What you have to do. Each line below must be transcribed with no word changed.

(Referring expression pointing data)
--- START ---

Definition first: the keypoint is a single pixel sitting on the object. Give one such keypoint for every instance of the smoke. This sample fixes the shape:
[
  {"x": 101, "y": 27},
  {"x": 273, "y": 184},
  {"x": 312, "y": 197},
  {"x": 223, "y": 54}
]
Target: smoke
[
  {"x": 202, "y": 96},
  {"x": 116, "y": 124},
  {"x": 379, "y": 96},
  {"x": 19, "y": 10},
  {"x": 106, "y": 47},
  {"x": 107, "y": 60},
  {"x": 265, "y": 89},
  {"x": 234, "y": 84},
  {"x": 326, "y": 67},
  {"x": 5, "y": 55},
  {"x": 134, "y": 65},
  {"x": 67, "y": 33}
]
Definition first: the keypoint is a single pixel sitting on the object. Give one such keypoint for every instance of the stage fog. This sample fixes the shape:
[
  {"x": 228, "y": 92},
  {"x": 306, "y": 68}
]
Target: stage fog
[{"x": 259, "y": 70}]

--- END ---

Task response.
Definition first: the keypoint is a single pixel sitting on the object. Give one such keypoint for every instance of the smoke. This sample fixes the shape:
[
  {"x": 101, "y": 27},
  {"x": 273, "y": 184},
  {"x": 312, "y": 197},
  {"x": 223, "y": 54}
]
Target: smoke
[
  {"x": 202, "y": 96},
  {"x": 116, "y": 124},
  {"x": 379, "y": 96},
  {"x": 19, "y": 10},
  {"x": 106, "y": 47},
  {"x": 107, "y": 60},
  {"x": 265, "y": 89},
  {"x": 234, "y": 84},
  {"x": 326, "y": 67},
  {"x": 5, "y": 55},
  {"x": 134, "y": 65},
  {"x": 67, "y": 33}
]
Definition first: the keypoint is a single pixel sitting on the object. Give one such keypoint for every instance of the stage fog. This sample fixes the shape:
[
  {"x": 228, "y": 92},
  {"x": 306, "y": 68}
]
Target: stage fog
[{"x": 259, "y": 70}]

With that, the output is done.